## Written problem
Print all records exactly, leaving nothing out.
--- START Excerpted records ---
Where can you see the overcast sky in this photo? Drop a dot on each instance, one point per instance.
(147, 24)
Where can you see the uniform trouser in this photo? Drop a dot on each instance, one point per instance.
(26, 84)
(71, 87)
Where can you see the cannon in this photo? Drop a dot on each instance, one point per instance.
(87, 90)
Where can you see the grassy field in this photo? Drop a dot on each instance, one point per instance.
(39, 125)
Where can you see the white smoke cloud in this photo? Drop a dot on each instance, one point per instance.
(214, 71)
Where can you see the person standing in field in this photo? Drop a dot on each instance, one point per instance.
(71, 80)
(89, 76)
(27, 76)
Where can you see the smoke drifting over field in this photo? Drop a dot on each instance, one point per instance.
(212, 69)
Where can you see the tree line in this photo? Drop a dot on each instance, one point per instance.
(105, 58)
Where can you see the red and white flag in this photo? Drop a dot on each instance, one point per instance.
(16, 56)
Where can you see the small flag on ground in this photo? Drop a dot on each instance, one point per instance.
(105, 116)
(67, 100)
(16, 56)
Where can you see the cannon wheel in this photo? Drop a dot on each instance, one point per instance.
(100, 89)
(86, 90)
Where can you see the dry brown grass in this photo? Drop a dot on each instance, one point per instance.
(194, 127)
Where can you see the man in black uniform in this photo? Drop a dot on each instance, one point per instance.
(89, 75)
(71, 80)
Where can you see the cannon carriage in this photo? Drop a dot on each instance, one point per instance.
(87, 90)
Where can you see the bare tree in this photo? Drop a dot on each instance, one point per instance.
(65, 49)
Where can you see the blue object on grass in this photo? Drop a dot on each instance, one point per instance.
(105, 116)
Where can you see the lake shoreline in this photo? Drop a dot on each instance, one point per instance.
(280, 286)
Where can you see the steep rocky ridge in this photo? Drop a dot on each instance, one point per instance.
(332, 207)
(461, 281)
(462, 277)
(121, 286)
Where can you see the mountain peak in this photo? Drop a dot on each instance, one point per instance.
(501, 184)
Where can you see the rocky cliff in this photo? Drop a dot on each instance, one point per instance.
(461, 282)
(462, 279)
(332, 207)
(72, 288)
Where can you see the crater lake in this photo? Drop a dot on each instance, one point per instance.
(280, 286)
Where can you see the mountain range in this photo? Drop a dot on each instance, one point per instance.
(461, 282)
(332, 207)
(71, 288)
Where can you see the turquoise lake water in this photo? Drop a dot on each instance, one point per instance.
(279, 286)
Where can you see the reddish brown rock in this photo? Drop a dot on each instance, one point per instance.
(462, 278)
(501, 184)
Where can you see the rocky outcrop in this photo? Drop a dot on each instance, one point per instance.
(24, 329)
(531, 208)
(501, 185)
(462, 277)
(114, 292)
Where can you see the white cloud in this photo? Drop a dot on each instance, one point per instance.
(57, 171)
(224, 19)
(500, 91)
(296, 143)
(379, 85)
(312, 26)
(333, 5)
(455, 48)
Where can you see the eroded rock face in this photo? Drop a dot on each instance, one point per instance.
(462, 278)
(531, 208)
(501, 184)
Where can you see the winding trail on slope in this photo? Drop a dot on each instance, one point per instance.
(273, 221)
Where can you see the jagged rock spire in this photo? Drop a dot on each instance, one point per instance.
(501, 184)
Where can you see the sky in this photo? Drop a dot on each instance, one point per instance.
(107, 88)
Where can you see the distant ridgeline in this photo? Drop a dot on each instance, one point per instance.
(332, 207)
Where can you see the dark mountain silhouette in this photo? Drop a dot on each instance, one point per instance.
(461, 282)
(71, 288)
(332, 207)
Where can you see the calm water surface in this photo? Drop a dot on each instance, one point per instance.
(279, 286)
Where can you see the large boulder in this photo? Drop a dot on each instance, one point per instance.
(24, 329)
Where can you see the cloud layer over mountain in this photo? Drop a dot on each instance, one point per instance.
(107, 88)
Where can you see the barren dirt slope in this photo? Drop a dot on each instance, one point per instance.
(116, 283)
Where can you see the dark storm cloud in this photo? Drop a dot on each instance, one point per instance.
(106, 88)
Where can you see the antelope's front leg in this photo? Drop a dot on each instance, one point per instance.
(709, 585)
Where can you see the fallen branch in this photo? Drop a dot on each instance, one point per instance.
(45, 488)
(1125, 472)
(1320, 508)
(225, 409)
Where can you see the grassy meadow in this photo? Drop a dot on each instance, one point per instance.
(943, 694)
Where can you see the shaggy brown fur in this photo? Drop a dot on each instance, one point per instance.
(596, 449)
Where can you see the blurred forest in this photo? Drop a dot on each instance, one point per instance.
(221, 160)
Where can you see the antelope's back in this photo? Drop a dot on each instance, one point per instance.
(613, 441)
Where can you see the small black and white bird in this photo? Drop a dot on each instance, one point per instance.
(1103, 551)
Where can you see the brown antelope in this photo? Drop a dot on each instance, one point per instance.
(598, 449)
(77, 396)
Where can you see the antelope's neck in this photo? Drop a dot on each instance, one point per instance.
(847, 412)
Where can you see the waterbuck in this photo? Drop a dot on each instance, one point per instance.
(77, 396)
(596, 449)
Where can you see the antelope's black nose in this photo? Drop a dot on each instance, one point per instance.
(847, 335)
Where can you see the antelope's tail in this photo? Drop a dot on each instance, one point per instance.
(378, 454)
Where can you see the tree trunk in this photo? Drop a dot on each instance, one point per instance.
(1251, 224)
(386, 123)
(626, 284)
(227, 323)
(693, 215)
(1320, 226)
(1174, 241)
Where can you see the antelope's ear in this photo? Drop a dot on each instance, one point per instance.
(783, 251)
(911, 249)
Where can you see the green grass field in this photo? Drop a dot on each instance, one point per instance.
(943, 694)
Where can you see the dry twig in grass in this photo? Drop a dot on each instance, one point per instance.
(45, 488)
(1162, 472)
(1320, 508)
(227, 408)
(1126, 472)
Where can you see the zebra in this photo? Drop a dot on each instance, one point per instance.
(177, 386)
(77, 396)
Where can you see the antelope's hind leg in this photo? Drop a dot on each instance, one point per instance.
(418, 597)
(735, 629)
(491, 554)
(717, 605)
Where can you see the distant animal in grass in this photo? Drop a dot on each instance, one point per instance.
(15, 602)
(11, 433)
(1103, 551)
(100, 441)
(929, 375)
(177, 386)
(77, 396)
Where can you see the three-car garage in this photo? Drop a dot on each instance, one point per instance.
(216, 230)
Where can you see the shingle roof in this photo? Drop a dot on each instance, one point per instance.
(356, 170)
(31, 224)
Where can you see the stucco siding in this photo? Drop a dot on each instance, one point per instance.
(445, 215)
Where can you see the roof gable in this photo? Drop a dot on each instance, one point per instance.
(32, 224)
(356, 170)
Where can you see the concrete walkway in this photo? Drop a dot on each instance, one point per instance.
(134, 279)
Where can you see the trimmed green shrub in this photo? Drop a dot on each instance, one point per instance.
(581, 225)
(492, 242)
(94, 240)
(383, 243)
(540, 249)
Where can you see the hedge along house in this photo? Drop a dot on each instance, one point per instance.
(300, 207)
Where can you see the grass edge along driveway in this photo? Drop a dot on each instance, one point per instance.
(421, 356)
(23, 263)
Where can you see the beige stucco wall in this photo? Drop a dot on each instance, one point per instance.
--- END Excerpted records ---
## Answer in full
Where can you see the overcast sky in this photo? Drop a dot on each instance, one point per instance.
(147, 24)
Where can you see the uniform trouser in this photo? Drop a dot on each instance, one point per instance.
(26, 84)
(71, 87)
Where can you see the cannon in this photo? Drop a dot on each instance, one point per instance.
(87, 90)
Where can you see the grassy field in this photo? Drop a dot on each instance, one point per instance.
(39, 125)
Where can you see the white smoke cloud in this photo? Drop a dot on each instance, one point per instance.
(214, 71)
Where can you see the person standing in field in this photo? Drop a dot on each instance, one point per instance.
(71, 80)
(89, 76)
(27, 76)
Where can you see the smoke drifting over field in this photo? Drop a dot on each instance, one point per instance.
(212, 69)
Where can you see the tree line in this photo? Drop a dot on each instance, one point per instance.
(105, 58)
Where can you see the red and white flag in this photo? Drop a dot on each instance, one point per instance.
(16, 56)
Where can you see the small flag on ground in this photo? Drop a dot on each instance, one point per instance.
(105, 116)
(67, 100)
(16, 56)
Where can you see the cannon wheel in this photo? Drop a dot on each instance, one point per instance.
(100, 89)
(86, 90)
Where can you see the dry brown grass in this photo? Drop a dot on each instance, one point per instance.
(194, 127)
Where can you see the man in black uniform in this photo? Drop a dot on each instance, one point per instance.
(89, 75)
(71, 80)
Where can you see the cannon carriage in this photo? Drop a dot on each instance, one point per instance.
(87, 90)
Where can you see the bare tree in this photo? Drop a dot on each instance, one point per instance.
(65, 49)
Where can you see the blue object on grass in this photo? Drop a dot on each instance, one point per instance.
(105, 116)
Where can you see the lake shoreline in this photo? Drop a dot on each instance, one point per instance.
(280, 286)
Where can you see the steep rocky ridge in this photo? Drop a dot on each instance, one point per instance.
(332, 207)
(461, 281)
(462, 277)
(121, 286)
Where can you see the mountain peak in this photo? Drop a dot on each instance, one point per instance.
(501, 184)
Where can you see the rocky cliff in this photo? Drop a dot on each instance, one point per instance.
(461, 282)
(462, 279)
(332, 207)
(72, 288)
Where can you see the crater lake in this photo? Drop a dot on each instance, one point per instance.
(280, 286)
Where can you see the mountain range in this photo? Drop a dot on each instance, one point per instance.
(461, 282)
(332, 207)
(71, 288)
Where can you see the turquoise lake water in this photo? Drop a dot on each instance, one point per instance.
(279, 286)
Where can you see the reddish brown rock in this photo? Drop a dot on each instance, one point per instance.
(462, 278)
(501, 184)
Where can you see the rocky outcrop in this photo? Drop a dot on each instance, one point per instance.
(24, 329)
(531, 208)
(501, 185)
(462, 277)
(114, 292)
Where can you see the white cloud in this photo? Drop a dot on each instance, one point per instance.
(57, 171)
(224, 19)
(500, 91)
(296, 143)
(379, 85)
(312, 26)
(333, 5)
(455, 48)
Where can you see the eroded rock face in this photo? Drop a dot on each instance, one point per instance.
(462, 278)
(531, 208)
(501, 184)
Where can you see the winding trail on slope in this photo? Drop a dot on each instance, one point per instance.
(273, 221)
Where can you see the jagged rock spire in this photo? Drop a dot on each instance, one point per instance.
(501, 184)
Where can you see the sky in this photo? Drop a dot on each instance, one point per instance.
(107, 88)
Where can you see the distant ridgeline in this photo? Drop a dot on each instance, one point per instance.
(332, 207)
Where can you see the dark mountain silhouette in this photo? Drop a dot on each instance, one point per instance.
(461, 282)
(71, 288)
(332, 207)
Where can you see the calm water surface in this photo? Drop a dot on each instance, one point per instance.
(279, 286)
Where can you see the large boulder in this photo? Drop a dot on each instance, one point per instance.
(24, 329)
Where can you see the cloud layer over mountain in this photo? Drop a dot on each instance, one point per instance.
(107, 88)
Where can you see the barren dirt slope in this photo? Drop a dot on each instance, one point per instance.
(116, 283)
Where can you see the dark storm cloud in this photo? Drop a dot on each instance, one point per instance.
(106, 88)
Where can you see the antelope's front leg in this photo? Drop a dot on each instance, one point per instance.
(709, 585)
Where can you see the fallen branch in this photo? Drop a dot on each instance, one point per instance.
(45, 488)
(1125, 472)
(1320, 508)
(225, 409)
Where can you see the grassy meadow in this photo? Drop a dot on each instance, one point per instance.
(943, 694)
Where can you see the shaggy brown fur in this photo? Drop a dot on each instance, one point per instance.
(596, 449)
Where can you see the blurred forest in this photo? Drop a dot on each instance, one point per instance.
(221, 160)
Where can you see the antelope's back in this photo? Drop a dot on each instance, one point per instance.
(613, 441)
Where can you see the small black and white bird in this photo? Drop a dot on each instance, one point per instance.
(1103, 551)
Where can you see the brown antelope in this photo? Drop a dot on each instance, one point per instance.
(598, 449)
(77, 396)
Where can you see the antelope's neck in this photo? Drop a dot on each instance, one point per instance.
(847, 412)
Where can you see the waterbuck in this photo? Drop a dot on each instance, one point per instance.
(77, 396)
(596, 449)
Where can you see the antelope's black nose in this photo? Drop a dot on each instance, one point per instance.
(847, 335)
Where can you see the antelope's tail in this photo? Drop a dot on each instance, one point per instance.
(378, 454)
Where can you see the tree trunk in this photo? Drop a dot on each instance, one point per instance.
(1251, 224)
(386, 123)
(626, 284)
(227, 323)
(693, 215)
(1320, 226)
(1174, 241)
Where can you see the antelope's ear in this photo? Drop a dot on each instance, one point per instance.
(783, 251)
(911, 249)
Where can you see the green grass field in this photo? Drop a dot on each instance, one point per instance.
(943, 694)
Where can you see the dry twig in grass in this photo? Drop a dot on each instance, one point per instance.
(45, 488)
(1162, 472)
(1320, 508)
(227, 408)
(1126, 472)
Where can you see the zebra in this photo? Drop a dot on each instance, one point per instance.
(177, 386)
(77, 396)
Where can you see the antelope's hind leg in this photo? Drop a dot on each instance, one point per instance.
(418, 597)
(735, 629)
(491, 554)
(717, 605)
Where can you see the distant animal in grass in this photo? Drop a dot on each instance, one point per instance.
(15, 602)
(11, 433)
(1103, 551)
(100, 441)
(929, 375)
(177, 386)
(77, 396)
Where can you see the three-car garage in this photo? Drop a dot on each instance, one point per instance.
(216, 230)
Where can you see the shingle roof in this photo? Drop a dot on each instance, one point per instance.
(356, 170)
(31, 224)
Where can you see the stucco siding in this photo? Drop a dot on each instance, one point per instance.
(445, 215)
Where can you see the roof gable in this photo? Drop a dot on each instance, one point per instance.
(32, 224)
(356, 170)
Where can you see the concrete walkway in this photo? Drop a dot on each instance, one point per instance.
(134, 279)
Where can you see the trimmed green shrub in this photo? Drop a dot on each instance, one point per instance.
(581, 225)
(492, 242)
(94, 240)
(383, 243)
(540, 249)
Where can you see the hedge along house in this photo? Drop a dot on each instance, one point per instance.
(300, 207)
Where can you see the grass edge along driveway in this photo? Drop a dot on each instance, one point per instance.
(421, 356)
(23, 263)
Where can you see the beige stucco wall in this photo? Drop a dot on each instance, one point per instance.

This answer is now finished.